Exercise passage:
********

Money, wealth and health

Is there a link between poverty and how long a people live?

Sen. Bernie Sanders on Tuesday chaired a Senate hearing on that topic, presenting compelling statistics on income levels and availability of health care while, at the same time, a new census report showed that poverty levels had soared to a two decade high.

"Poverty in America today is a death sentence for tens and tens of thousands of our people which is why the high childhood poverty rate in our country is such an outrage," Sanders said.

According to a report released at the hearing, "this is the first time in our history that children born in certain parts of the United States can expect to live shorter lives than their parents' generation."

The Census Bureau on Tuesday reported that the number of Americans living in poverty rose to 15.1 percent in 2010. The same report also stated that about 49.9 million Americans lacked health insurance. For context, that about 13.3 million more than in 2000. However, it should be noted that there was no statistical difference in the number of Americans without health insurance over the previous year.

********

Goal of the exercise:
In the article on poverty and health above, copy the portion starting at "Sen. Bernie Sanders" and ending at "two decade high.".

Stored data entries
********

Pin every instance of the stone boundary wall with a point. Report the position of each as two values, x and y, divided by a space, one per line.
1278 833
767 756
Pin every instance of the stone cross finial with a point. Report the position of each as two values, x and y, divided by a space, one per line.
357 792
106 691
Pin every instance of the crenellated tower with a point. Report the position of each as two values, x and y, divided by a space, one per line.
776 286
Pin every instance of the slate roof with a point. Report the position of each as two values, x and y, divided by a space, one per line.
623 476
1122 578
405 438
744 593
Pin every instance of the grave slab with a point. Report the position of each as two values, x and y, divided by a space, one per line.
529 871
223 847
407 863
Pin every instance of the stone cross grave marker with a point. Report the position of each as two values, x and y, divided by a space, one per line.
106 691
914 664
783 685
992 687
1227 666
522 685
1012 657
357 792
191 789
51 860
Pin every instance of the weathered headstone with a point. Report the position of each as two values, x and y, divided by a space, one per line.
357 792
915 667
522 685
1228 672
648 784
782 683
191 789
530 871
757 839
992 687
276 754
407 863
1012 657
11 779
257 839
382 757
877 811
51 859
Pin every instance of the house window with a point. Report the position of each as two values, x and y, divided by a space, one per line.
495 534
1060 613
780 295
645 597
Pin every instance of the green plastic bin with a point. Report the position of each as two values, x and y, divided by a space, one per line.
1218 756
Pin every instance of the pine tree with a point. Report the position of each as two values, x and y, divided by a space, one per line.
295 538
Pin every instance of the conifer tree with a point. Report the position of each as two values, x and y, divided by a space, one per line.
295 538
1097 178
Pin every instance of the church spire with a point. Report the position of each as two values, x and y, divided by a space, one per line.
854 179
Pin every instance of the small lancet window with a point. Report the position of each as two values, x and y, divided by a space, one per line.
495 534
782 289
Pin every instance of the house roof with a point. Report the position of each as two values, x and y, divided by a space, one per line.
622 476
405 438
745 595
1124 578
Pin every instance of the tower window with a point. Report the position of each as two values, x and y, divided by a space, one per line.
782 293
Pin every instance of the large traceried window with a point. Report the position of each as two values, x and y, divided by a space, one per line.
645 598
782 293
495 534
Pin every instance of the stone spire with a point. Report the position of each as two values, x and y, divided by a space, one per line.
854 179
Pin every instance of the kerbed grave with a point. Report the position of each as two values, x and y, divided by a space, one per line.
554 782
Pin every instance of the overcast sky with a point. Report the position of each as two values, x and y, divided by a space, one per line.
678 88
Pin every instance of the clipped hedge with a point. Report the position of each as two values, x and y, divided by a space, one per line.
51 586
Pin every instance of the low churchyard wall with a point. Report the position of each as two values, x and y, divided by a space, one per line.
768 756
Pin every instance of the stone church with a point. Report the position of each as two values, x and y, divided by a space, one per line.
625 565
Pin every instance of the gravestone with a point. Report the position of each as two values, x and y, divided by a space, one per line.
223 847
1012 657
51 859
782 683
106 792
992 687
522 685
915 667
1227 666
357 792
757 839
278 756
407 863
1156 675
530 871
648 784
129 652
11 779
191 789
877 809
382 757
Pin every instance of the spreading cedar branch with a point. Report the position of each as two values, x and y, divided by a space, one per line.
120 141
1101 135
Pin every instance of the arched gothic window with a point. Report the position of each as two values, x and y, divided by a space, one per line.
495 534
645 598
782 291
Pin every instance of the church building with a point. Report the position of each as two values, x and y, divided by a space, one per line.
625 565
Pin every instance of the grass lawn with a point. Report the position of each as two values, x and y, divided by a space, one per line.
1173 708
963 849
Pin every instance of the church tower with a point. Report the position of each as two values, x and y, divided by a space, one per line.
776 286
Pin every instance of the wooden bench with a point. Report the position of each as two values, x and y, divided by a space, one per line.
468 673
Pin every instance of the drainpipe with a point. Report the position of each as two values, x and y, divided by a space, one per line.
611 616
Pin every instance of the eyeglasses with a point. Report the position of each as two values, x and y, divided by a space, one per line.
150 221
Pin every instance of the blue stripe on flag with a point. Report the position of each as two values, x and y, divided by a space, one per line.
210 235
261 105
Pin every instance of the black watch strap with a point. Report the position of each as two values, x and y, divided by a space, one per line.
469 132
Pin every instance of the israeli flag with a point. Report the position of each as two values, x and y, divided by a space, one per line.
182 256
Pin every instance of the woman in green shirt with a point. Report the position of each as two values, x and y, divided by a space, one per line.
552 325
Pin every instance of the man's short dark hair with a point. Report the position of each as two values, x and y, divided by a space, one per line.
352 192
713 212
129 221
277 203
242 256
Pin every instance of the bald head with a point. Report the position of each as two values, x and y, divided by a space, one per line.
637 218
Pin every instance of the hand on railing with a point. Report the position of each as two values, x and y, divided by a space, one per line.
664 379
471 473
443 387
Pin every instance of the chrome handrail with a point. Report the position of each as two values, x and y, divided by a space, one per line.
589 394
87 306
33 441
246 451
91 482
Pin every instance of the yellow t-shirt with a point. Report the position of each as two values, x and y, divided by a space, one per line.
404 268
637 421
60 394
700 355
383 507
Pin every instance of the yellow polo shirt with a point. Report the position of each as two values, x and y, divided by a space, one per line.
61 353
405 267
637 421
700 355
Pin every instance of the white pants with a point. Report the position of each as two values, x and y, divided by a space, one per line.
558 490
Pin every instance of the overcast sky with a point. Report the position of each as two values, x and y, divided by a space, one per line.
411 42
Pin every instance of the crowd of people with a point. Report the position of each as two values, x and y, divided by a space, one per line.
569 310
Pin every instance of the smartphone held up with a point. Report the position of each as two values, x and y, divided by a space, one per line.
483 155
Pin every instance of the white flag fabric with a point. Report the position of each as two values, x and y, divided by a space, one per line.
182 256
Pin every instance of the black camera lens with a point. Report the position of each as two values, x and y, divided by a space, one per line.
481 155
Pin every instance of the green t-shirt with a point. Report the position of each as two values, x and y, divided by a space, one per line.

********

Expected output:
Sen. Bernie Sanders on Tuesday chaired a Senate hearing on that topic, presenting compelling statistics on income levels and availability of health care while, at the same time, a new census report showed that poverty levels had soared to a two decade high.